[Location labeling material]
>>

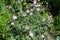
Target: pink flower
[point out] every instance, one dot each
(12, 23)
(35, 1)
(24, 14)
(49, 17)
(42, 36)
(14, 17)
(26, 27)
(10, 6)
(31, 13)
(43, 19)
(27, 11)
(31, 34)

<<

- _Task to complete_
Put every line of the material above into a JSON list of strings, one string per line, with blank lines left out. Leave the pictures out of the list.

- _Answer to the exercise_
[
  "Target: pink flower",
  "[point out] every instance, one dot each",
  "(12, 23)",
  "(35, 1)",
  "(24, 14)",
  "(49, 17)",
  "(42, 36)",
  "(14, 17)",
  "(26, 27)",
  "(10, 6)",
  "(31, 13)",
  "(43, 19)",
  "(27, 11)",
  "(31, 34)"
]